Data lines:
┄┄┄┄┄┄┄┄┄┄┄┄┄┄┄┄┄┄┄┄

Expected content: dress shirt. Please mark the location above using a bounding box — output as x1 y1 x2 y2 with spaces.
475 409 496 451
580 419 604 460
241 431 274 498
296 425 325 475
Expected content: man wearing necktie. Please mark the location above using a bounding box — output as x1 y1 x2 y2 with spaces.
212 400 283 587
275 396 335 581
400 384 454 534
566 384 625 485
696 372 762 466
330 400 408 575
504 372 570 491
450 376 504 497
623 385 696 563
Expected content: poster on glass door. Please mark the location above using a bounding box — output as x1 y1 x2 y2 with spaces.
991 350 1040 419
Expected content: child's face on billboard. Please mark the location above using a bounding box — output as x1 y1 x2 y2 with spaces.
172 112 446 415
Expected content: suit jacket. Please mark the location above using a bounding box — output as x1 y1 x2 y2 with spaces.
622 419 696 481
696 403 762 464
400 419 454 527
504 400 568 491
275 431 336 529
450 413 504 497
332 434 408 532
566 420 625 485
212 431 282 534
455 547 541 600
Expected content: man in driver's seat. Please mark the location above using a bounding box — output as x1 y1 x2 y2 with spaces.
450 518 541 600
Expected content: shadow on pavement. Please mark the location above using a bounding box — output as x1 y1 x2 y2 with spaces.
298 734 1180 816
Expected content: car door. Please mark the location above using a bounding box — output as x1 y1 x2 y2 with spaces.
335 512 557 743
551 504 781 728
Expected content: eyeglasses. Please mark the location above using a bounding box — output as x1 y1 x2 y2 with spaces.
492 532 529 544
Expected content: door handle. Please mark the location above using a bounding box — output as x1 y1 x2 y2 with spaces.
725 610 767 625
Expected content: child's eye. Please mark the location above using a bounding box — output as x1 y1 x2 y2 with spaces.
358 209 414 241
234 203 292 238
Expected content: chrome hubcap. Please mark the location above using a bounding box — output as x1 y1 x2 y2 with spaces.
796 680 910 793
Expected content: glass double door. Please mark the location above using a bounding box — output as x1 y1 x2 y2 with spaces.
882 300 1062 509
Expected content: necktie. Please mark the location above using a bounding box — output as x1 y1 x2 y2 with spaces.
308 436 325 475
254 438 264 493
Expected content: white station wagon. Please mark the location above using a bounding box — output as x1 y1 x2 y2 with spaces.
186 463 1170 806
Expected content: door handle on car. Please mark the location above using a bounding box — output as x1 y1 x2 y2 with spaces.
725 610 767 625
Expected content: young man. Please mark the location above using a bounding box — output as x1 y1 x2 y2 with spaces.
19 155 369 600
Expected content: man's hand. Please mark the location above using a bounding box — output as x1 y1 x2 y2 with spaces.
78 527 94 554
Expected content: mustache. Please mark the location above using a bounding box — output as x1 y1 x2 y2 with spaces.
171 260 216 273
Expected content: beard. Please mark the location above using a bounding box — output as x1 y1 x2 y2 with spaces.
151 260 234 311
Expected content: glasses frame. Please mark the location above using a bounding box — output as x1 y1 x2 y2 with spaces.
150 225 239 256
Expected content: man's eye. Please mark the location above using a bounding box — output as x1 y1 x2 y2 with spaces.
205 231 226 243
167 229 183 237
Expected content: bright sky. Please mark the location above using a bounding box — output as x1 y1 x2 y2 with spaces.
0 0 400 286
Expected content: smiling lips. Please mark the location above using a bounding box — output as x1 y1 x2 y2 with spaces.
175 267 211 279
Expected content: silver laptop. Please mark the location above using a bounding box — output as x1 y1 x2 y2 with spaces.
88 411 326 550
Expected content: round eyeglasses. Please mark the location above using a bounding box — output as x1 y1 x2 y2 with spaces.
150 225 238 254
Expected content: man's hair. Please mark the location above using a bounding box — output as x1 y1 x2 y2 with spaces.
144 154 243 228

┄┄┄┄┄┄┄┄┄┄┄┄┄┄┄┄┄┄┄┄

Retype every one of the rows above, exactly as they appear.

*Exercise response*:
Expected content: dress shirt. Please mark the location above using a bounding box — output as x1 y1 x2 y2 with spaces.
475 409 496 451
580 419 604 460
241 431 274 498
296 425 325 475
Expected content: man wearing necktie. Please mark the location above using a bounding box — output as x1 y1 x2 y2 with spaces.
212 400 283 587
275 396 335 581
400 384 454 534
566 384 625 485
696 372 762 466
330 400 408 575
504 372 570 491
450 376 504 497
623 385 696 563
Expected content: poster on glass door. Please mark the location above using a bounding box — output as x1 y1 x2 y2 with spaces.
991 350 1040 419
Expected content: child's face on billboard. Please mark the location above using a bounding box — output as x1 y1 x2 y2 with spaces.
172 112 446 415
Expected content: suit jacket. Please mark the location above using a bounding box — output as x1 y1 x2 y2 with spaces.
622 419 696 481
696 403 762 464
400 419 454 527
504 400 568 491
275 431 336 529
450 413 504 497
332 434 408 532
566 420 625 485
212 431 282 534
455 547 541 600
Expected content: man in driver's seat. Please mark the location above using a bounding box — output as x1 y1 x2 y2 with spaces.
450 518 541 600
Expected content: shadow on pavement. Please mark the location above using a bounding box — output as x1 y1 x2 y2 with spaces.
298 734 1180 816
Expected content: car door. Please mark the location above using a bounding box — output as x1 y1 x2 y2 with spaces.
335 512 557 743
551 504 781 728
Expected content: eyeglasses. Please mark the location above using a bounding box — output as x1 y1 x2 y2 with spaces.
492 532 529 544
Expected content: door handle. Please mark the location above using a bounding box — output as x1 y1 x2 y2 with spaces.
725 610 767 625
Expected content: child's eye. Please mark the location above using a bounding box — output as x1 y1 x2 y2 with spaces.
358 209 414 241
234 203 292 238
Expected content: chrome hubcap. Please mark the location above using a bounding box — output as x1 y1 x2 y2 with spaces.
796 680 910 793
Expected content: glass double door. Please mark the location above using a bounding box — output as x1 y1 x2 y2 with spaces.
882 300 1062 509
Expected content: necktie. Please mark the location above using a bounding box — output as x1 y1 x2 y2 with spaces.
308 436 325 475
254 438 264 493
Expected content: white station wagon. Please mark the location above using a bounding box — output as x1 y1 x2 y2 with spaces.
186 463 1170 806
Expected content: door handle on car. Please mark the location above using a bounding box — output as x1 y1 x2 y2 with spaces.
725 610 767 625
Expected content: young man. Please mark the location above using a bounding box — output as x1 y1 x2 y2 with spaces.
19 155 369 600
Expected content: man's hand. Please mark the location above using a bounding box — output as x1 y1 x2 y2 with spaces.
78 527 94 554
Expected content: mustache. Please mark the location above using a bounding box — output as x1 y1 x2 y2 with spaces.
171 260 216 273
Expected content: beard. Please mark the location above using a bounding box — output as x1 y1 x2 y2 with spaces.
151 260 234 311
Expected content: glasses frame. Please mark the location above using a bounding box — output as x1 y1 x2 y2 with spaces.
150 225 239 256
Expected content: man's eye. Please mark the location above using a bounding box — output as x1 y1 x2 y2 with spaces.
205 231 226 243
167 229 183 237
Expected content: bright sky. Please mark the location above using a bounding box — output as x1 y1 x2 y2 with spaces.
0 0 400 286
Expected content: smiling lips. Please mark the location above using a bounding box — output as x1 y1 x2 y2 with spaces.
175 267 211 279
Expected content: silver laptop. Please mark the location above using a bounding box — output as x1 y1 x2 y2 with spaces.
88 411 326 550
Expected content: round eyeglasses. Please mark the location above using a bounding box — output as x1 y1 x2 y2 with spaces.
150 225 238 254
Expected content: man's hair. Please mark the location above using a bounding box — output as x1 y1 x2 y2 with spaces.
144 154 243 228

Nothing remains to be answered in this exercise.